> _QUOTED PASSAGE_
# Nuc vs established and checkerboarding



## Guletsi (Jun 24, 2015)

Hello. First season bee Green Horne in need of clarification. Working with Lang 8 frames.

1. Our first hive this year was a nuc and it's going off like gang busters. We added box onto nuc box, watched it fill up, added another and now in less than two weeks it is full. My goal in beekeeping/husbandry for my part to is to minimalize what I alter, but certainly the health of hive first most. To start adding my supers, I read that I need excluder and I understand why, but my frames are with foundation, so if it's healthier to not exclude her then I don't see the necessity. 

2. Our second hive we just picked up and is in a deep and already established. We need to add a second deep in a few days. This time, I'm suppose to checkerboard the frames. Is that because the boxes are so deep and the whole concept of bees wanting to continually build the comb up and the deep causes too big of a gap? But my gals are totally building comb in between boxes in my first hive anyway, so wouldn't the new hive just build their own bridge? My concern is breaking up their brood nest just seems counter productive to me. Temp, food, and pattern are such priorities that I don't understand how checkerboarding is in their best interest?

If anyone is willing to clarify for me, I would be most appreciative! Understanding through just knowledge is not the same as adding experience to the mix!


----------



## teatimetony (Jul 23, 2013)

like everything else some people checkerboard others dont. my girls do just fine if i plop an empty deep right on top of the brood nest or under it. just make sure your flow is on or you are feeding you will notice a big decline in comb construction when you hit the summer derth. if you have the proper "bee space" you should not be getting all that much burr comb between boxes. only place mine build burr or bridges as your referring to them is in my double deep hives with an entrance shim between them. i dont have lower entrances and the shims are 1/4-3/4" thick because i just cut off sections of boxes if the tops start to warp out to make them. so the bees do build quite a bit between the boxes. i scrape all the excess comb away during inspections and they have it rebuilt in as fast as a couple days.


----------



## teatimetony (Jul 23, 2013)

as for the nuc i wouldnt worry about an excluder. It all gets backfilled with honey if the queen starts to lay too high up in the boxes. usually once a band of honey forms above the brood nest she wont cross it. why dont you move them into full size boxes? they will probably explode with the extra space!


----------



## ChuckReburn (Dec 17, 2013)

I'm more comfortable bringing the outter frames of the brood nest up rather than checkerboarding. In an 8 frame box this typically means moving the frames in position 2 and 7 into the 4&5 position on the new box. Pyramiding up:

HBBBBBBH becomes:

EEEBBEEE
HEBBBBEH


----------



## beeware10 (Jul 25, 2010)

If your bees are doing fine why screw it up?


----------



## Tenbears (May 15, 2012)

> _EXCERPTED RECORDS_

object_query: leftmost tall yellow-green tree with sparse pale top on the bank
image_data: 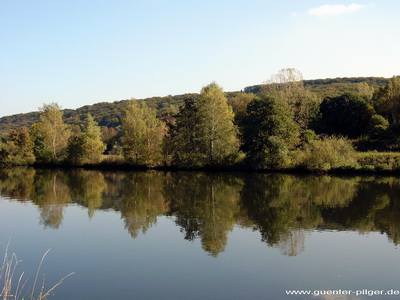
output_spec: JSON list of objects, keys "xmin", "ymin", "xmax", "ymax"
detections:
[{"xmin": 31, "ymin": 103, "xmax": 70, "ymax": 162}]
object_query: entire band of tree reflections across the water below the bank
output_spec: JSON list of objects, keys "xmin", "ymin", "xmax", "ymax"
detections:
[{"xmin": 0, "ymin": 168, "xmax": 400, "ymax": 256}]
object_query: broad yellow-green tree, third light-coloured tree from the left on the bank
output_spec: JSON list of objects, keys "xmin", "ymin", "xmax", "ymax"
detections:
[{"xmin": 122, "ymin": 100, "xmax": 166, "ymax": 165}]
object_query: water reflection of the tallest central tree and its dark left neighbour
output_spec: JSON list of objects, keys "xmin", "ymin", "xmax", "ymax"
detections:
[{"xmin": 164, "ymin": 173, "xmax": 242, "ymax": 256}]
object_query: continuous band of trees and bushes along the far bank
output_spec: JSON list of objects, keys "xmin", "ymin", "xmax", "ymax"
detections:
[{"xmin": 0, "ymin": 69, "xmax": 400, "ymax": 174}]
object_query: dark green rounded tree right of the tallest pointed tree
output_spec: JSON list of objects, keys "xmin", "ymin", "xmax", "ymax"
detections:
[{"xmin": 241, "ymin": 96, "xmax": 299, "ymax": 169}]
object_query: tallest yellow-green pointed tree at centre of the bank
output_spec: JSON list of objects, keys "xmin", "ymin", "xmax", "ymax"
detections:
[{"xmin": 198, "ymin": 82, "xmax": 239, "ymax": 166}]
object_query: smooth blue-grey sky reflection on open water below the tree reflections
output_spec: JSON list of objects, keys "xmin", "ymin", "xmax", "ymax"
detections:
[{"xmin": 0, "ymin": 200, "xmax": 400, "ymax": 300}]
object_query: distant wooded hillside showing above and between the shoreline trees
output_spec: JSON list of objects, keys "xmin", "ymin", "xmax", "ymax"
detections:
[{"xmin": 0, "ymin": 77, "xmax": 388, "ymax": 134}]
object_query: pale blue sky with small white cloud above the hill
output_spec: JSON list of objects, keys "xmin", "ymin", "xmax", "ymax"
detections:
[{"xmin": 0, "ymin": 0, "xmax": 400, "ymax": 117}]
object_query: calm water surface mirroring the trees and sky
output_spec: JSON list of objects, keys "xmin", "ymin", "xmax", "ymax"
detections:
[{"xmin": 0, "ymin": 168, "xmax": 400, "ymax": 300}]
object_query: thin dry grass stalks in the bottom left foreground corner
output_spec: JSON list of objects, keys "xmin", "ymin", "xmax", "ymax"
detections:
[{"xmin": 0, "ymin": 244, "xmax": 75, "ymax": 300}]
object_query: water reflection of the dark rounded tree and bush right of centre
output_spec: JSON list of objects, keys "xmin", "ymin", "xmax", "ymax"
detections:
[{"xmin": 241, "ymin": 174, "xmax": 357, "ymax": 256}]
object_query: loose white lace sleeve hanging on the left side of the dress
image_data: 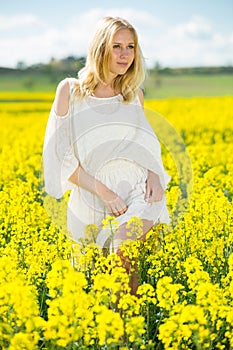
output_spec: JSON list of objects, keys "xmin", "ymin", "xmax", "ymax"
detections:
[{"xmin": 43, "ymin": 80, "xmax": 79, "ymax": 199}]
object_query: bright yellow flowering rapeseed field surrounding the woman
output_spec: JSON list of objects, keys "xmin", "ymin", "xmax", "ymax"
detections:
[{"xmin": 0, "ymin": 93, "xmax": 233, "ymax": 350}]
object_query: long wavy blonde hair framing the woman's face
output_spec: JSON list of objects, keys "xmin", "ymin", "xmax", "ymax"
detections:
[{"xmin": 74, "ymin": 17, "xmax": 145, "ymax": 103}]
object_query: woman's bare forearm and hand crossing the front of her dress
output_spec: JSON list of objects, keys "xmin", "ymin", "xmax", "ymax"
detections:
[{"xmin": 69, "ymin": 166, "xmax": 128, "ymax": 216}]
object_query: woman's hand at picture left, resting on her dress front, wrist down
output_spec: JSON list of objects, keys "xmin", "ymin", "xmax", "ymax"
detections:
[{"xmin": 98, "ymin": 186, "xmax": 128, "ymax": 216}]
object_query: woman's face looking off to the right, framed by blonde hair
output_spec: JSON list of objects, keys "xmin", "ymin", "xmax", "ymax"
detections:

> _AIM OF THE TASK_
Copy the beekeeping thread above word for word, from "If anyone is" to "to the mix!".

> _EXERCISE OUTPUT_
If anyone is willing to clarify for me, I would be most appreciative! Understanding through just knowledge is not the same as adding experience to the mix!